ACTIONS TO TAKE
a) Name every person the passage on University of Kentucky basketball fandom mentions by name, in the order they first appear.
b) Write a continuation of the passage on University of Kentucky basketball fandom and Matt Jones, picking up after its final sentence.

PROVIDED PASSAGE
■ ■ ■ ■ ■ ■ ■

Nearly a decade into my own political recovery, I’m still confronted by incredulous outsiders who can’t understand how a Jewish pischer like me could get elected to statewide office in an inner notch of the Bible Belt.
It’s easy, I explain. There’s only one state-sanctioned religion in our Commonwealth. And it’s University of Kentucky basketball.
Indeed, it is nearly impossible to underestimate the spiritual connection between the Bluegrass State and its iconic college cager squad. We have a diverse and sometimes deeply divided populace, but from November through March Madness—and often during off-season recruiting—we are a united, interdependent community: fans who might diverge strongly on all matters policy or lifestyle join forces in ardent reverence of the beloved Wildcats.
And if there’s a Josephus of the Big Blue Creed—the zealous scribe chronicling the faith of hoops in the new millennium—it’s a 36-year-old recovering lawyer named Matt Jones.
Jones is the founder and proprietor of Kentucky Sports Radio, a Web site that promotes itself as “University of Kentucky basketball, football and recruiting news brought to you in the most ridiculous manner possible.” But while Jones’ humorous irreverence permeates his reporting, his signature is an unabashed support for the home team—in stark contrast to the purportedly “objective” and often hypercritical treatment of Kentucky sports by the mainstream media. In a state with a near-consensus visceral contempt for the self-righteous interference of outsiders and elitists, Jones has emerged as the everyman champion of our poor and often embattled state’s great source of pride, the one arena in which we can, with a straight face, claim that we lead the nation.
It’s no wonder that Jones’ web site experience has grown into a multi-media empire. Launched in 2005, Jones secured statewide attention as the Twitter-centric Woodward and Bernstein of the 2009 extortion scandal centered around the personal behavior of the Big Blue Nation’s most detested apostate: Rick Pitino, the coach who brought a national championship to UK in 1996, but left and later returned to lead the in-state arch-rival University of Louisville Cardinals to their own NCAA title.

■ ■ ■ ■ ■ ■ ■

INFORMATION GIVEN

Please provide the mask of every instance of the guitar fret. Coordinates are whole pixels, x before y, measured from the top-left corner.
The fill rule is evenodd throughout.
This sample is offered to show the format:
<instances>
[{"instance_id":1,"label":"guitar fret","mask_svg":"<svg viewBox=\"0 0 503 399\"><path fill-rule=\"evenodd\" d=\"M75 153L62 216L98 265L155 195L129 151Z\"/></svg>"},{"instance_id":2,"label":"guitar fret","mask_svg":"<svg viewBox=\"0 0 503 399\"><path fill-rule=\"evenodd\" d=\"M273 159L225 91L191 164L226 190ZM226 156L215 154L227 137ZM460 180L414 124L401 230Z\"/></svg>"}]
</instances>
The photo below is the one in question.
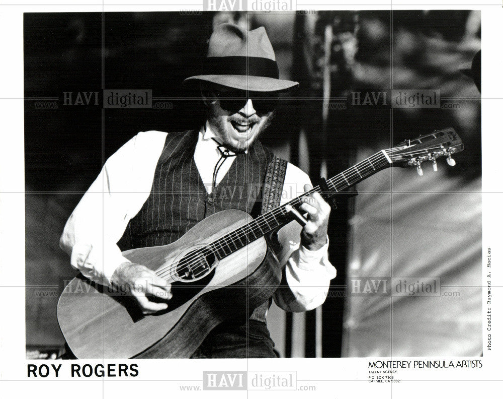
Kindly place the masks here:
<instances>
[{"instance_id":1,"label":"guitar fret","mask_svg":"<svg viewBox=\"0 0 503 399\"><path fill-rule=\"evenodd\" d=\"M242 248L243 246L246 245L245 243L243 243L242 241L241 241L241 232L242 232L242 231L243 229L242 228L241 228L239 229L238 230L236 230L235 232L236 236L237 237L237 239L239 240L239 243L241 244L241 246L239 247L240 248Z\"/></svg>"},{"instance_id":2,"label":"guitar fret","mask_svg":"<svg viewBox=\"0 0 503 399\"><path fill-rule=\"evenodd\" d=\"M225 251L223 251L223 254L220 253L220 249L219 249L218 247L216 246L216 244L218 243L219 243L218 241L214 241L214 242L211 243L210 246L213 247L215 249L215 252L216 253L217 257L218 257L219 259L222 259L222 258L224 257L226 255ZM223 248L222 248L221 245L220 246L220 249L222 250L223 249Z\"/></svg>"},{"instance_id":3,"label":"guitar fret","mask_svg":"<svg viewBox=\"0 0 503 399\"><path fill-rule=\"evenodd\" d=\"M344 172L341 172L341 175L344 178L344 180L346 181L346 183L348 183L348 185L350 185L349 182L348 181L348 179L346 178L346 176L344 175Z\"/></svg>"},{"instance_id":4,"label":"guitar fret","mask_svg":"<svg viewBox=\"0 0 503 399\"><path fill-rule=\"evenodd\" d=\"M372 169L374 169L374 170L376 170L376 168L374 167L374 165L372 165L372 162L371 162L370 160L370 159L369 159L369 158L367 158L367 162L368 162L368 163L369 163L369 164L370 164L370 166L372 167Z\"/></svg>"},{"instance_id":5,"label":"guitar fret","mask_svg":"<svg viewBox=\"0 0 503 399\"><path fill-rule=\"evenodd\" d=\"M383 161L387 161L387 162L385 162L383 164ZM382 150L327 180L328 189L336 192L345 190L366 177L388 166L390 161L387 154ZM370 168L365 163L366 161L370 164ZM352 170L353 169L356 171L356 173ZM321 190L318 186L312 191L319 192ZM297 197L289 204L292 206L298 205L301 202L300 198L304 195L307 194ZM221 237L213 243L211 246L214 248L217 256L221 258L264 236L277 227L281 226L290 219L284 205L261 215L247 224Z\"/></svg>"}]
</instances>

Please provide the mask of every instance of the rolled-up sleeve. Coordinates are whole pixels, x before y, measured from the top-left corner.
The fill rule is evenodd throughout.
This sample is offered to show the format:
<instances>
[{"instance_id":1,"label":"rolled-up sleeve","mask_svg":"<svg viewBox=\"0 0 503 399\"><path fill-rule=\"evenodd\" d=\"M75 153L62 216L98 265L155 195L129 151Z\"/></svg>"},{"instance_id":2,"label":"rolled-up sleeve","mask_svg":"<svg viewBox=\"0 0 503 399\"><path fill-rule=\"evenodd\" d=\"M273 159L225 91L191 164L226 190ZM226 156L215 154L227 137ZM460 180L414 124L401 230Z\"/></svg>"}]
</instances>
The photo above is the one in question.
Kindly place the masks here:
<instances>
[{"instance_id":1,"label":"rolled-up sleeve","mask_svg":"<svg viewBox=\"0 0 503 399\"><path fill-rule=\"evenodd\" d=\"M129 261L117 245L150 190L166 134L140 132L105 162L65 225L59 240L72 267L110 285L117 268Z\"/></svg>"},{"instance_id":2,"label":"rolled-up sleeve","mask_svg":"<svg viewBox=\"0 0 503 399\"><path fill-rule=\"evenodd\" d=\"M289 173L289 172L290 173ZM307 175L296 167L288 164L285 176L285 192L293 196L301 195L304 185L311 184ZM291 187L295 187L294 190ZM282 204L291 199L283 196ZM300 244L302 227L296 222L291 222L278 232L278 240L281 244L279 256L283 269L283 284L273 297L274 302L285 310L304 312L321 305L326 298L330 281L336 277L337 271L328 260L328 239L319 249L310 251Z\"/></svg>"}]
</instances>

■ ■ ■ ■ ■ ■ ■

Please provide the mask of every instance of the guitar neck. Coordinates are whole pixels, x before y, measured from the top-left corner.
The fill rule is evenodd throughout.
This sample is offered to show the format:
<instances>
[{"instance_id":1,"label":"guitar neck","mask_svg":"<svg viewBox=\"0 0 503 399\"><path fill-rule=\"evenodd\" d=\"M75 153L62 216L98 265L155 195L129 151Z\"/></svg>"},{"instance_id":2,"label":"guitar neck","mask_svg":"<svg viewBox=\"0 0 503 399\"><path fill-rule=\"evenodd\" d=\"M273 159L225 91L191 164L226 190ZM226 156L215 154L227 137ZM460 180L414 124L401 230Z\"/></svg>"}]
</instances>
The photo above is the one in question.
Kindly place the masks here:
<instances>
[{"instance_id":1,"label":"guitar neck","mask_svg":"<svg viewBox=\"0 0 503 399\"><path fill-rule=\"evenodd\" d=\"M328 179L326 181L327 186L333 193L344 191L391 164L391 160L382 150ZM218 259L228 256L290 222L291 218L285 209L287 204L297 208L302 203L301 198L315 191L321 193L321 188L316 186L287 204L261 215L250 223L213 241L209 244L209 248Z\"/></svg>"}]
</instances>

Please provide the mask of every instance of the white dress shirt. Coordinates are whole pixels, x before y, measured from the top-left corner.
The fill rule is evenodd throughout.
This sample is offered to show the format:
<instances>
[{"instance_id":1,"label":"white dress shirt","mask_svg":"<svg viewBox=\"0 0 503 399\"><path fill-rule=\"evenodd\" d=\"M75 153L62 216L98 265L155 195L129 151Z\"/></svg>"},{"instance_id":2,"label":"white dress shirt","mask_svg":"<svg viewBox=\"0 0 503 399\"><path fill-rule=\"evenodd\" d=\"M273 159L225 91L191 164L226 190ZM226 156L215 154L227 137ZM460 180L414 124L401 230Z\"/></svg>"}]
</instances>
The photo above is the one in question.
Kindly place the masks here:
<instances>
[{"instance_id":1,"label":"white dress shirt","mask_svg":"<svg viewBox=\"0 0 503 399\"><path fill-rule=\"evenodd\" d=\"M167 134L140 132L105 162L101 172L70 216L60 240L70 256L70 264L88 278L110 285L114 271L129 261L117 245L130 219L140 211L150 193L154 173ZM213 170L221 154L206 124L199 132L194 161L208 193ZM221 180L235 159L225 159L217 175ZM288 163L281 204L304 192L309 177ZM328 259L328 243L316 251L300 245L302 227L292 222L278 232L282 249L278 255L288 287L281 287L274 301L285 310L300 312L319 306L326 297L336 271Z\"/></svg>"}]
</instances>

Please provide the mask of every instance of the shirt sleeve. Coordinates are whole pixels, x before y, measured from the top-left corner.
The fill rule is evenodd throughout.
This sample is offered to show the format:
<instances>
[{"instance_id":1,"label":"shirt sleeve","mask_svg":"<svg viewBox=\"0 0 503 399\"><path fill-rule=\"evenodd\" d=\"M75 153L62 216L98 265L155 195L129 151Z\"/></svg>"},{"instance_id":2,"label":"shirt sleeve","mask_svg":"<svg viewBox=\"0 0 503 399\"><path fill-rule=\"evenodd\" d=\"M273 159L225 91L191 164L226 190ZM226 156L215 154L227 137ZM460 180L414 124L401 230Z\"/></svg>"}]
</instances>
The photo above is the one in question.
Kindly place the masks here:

■ ■ ■ ■ ■ ■ ■

TASK-BY-TASK OUTPUTS
a) Josephus, Matt Jones, Woodward, Bernstein, Rick Pitino

b)
Today, the Web site attracts an average of 250,000 hits, and surpasses half a million on major sports news days. Jones has leveraged his devoted audience into a regular television gig on a local station, providing color commentary for a variety of Kentucky sports events, and most prominently, since 2010, hosting the most listened-to radio show in the state, heard on 30 stations every weekday across Kentucky.
It’s on that last media platform where Jones may have just shaken up one of the most highly scrutinized political races in the nation.
For months, Jones issued regular on-air challenges to both U.S. Senator Mitch McConnell and his challenger, Secretary of State Alison Lundergan Grimes, to on his radio program. While Jones had announced that both campaigns had tentatively agreed to join him separately, many observers—including this one—were skeptical: The two notoriously tightly-scripted candidates would be taking an unusual risk by joining the unpredictable and iconoclastic broadcaster in a live interview.
But on September 25, with a barrage of polls consistently showing her trailing the incumbent, Grimes took the leap of faith, and joined Jones for a spirited, 20-minute session. Her reviews were generally positive: having undergone persistent criticism from political reporters for dodging tough questioning, Grimes gave perhaps her most substantive interview, defending the science of climate change, supporting the concept of marriage equality, favoring the closing of the gun show loophole, and even demonstrating an openness to discuss decriminalizing marijuana—all courageous positions in our socially conservative Commonwealth.
Meanwhile, while the McConnell campaign took every opportunity to attack Grimes for her candor on the show, the candidate still refused to appear—provoking nearly two-weeks of on-air criticism by Jones and his crew for cowardice and failure to honor his campaign’s promise.
Then, this Monday, an independent consortium of major local media released its widely-respected Bluegrass Poll which shocked the body politic by showing Grimes with a two point lead, a six point swing in her favor over the past month. The McConnell campaign instantly classified the survey as an outlier, and even though Grimes’ deeply respected pollster Mark Mellman had recently released a poll with a similar margin, it’s far too early for Grimes to start measuring her Senate drapes.
Perhaps it is mere coincidence, but yesterday, at the same time the Grimes campaign appeared to rise from his prematurely-labeled death, McConnell decided to make an unannounced call into the Kentucky Sports Radio program. While Jones was caught completely off-guard, he managed to conduct a spirited, substantive interview (listen here) challenging McConnell’s ambivalence to climate science and opposition to gay marriage, and, most effectively, exposing how the Senator’s desire to repeal ObamaCare by “root and branch” could jeopardize health insurance for the nearly 500,000 Kentuckians who enrolled over the past year.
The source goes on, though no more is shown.